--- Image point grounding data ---
···

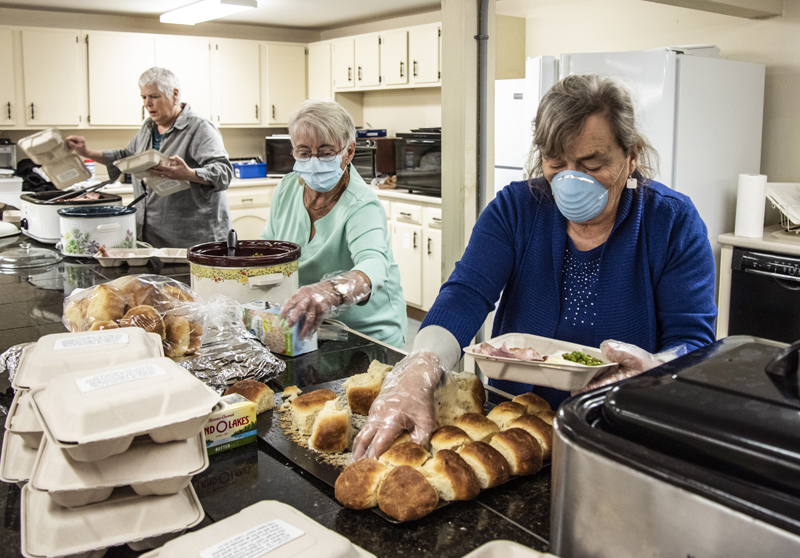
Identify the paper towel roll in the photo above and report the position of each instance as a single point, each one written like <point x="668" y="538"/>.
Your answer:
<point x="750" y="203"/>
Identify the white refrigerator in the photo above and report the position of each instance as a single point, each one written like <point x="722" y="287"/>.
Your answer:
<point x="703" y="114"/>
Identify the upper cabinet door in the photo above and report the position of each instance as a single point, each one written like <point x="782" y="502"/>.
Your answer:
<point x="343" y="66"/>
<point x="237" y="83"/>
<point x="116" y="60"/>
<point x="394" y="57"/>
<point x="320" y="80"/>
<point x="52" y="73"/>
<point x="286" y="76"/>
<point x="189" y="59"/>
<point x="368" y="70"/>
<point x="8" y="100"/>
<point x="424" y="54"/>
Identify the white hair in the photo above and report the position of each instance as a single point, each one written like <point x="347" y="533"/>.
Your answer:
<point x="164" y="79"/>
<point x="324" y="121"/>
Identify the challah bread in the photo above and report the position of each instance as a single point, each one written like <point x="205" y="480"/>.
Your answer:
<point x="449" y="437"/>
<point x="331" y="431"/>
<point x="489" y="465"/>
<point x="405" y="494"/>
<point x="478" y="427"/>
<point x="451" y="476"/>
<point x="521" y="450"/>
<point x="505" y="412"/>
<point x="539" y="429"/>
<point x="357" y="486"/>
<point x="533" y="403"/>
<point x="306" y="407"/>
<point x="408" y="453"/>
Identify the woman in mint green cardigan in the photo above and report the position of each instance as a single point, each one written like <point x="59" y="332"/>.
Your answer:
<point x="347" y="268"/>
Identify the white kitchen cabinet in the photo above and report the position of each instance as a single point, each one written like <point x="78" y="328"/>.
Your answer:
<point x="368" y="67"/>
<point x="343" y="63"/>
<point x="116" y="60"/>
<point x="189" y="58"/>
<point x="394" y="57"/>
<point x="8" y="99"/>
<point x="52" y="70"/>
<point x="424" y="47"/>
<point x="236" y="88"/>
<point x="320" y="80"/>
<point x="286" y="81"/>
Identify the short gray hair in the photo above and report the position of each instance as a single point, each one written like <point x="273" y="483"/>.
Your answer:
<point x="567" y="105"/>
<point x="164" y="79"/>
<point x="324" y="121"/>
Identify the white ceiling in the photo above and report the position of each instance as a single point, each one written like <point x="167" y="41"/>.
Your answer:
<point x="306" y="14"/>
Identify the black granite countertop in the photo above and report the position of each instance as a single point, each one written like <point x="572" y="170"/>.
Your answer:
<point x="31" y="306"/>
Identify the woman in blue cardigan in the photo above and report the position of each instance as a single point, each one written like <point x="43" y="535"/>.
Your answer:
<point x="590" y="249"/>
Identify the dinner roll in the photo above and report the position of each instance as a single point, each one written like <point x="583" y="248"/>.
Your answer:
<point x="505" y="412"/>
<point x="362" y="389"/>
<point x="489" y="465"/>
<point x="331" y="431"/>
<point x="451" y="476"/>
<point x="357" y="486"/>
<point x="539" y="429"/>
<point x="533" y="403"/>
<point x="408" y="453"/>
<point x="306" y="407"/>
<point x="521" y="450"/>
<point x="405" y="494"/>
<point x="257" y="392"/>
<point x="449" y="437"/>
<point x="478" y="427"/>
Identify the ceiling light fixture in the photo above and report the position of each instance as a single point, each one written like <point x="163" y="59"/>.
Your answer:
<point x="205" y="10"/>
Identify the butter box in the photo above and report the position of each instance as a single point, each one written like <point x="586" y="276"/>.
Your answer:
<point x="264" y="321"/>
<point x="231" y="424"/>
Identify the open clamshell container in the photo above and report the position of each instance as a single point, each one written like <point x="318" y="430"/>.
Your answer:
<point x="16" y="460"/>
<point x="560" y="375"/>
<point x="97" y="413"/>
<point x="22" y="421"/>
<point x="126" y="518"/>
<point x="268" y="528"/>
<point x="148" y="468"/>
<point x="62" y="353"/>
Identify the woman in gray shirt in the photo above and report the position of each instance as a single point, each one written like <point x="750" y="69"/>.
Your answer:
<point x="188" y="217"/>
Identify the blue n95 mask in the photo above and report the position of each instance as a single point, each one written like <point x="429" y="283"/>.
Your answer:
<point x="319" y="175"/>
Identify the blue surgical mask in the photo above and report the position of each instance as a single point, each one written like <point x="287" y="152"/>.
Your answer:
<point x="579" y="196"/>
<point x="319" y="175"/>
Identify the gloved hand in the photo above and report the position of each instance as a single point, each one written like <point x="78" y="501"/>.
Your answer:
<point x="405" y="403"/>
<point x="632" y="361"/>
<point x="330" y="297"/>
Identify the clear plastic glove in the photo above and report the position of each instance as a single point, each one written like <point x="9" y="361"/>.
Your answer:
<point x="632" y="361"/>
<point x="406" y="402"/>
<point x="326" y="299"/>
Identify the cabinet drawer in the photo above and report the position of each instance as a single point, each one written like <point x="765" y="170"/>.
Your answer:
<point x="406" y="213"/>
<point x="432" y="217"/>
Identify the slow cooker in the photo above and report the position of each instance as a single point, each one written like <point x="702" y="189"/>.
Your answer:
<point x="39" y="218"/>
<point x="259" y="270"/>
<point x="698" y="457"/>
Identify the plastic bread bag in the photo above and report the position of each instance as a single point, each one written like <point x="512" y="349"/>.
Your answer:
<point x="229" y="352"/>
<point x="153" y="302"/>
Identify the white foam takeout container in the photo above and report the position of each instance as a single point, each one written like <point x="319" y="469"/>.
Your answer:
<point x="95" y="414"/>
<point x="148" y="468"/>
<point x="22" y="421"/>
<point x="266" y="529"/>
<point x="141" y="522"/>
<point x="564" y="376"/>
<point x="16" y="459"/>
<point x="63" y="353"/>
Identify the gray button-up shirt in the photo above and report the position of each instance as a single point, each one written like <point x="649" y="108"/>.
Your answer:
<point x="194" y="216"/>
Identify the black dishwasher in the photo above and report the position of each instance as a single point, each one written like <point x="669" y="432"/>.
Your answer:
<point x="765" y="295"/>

···

--- What you are asked to do ---
Pull out every line above that holds the word "roll".

--- Answer section ---
Identify the paper towel roll in the photo above and report the position of each instance as a single point, each one written like <point x="668" y="538"/>.
Identify the dinner roll in the photo above and report the position of each instance as a single point, each one written like <point x="583" y="248"/>.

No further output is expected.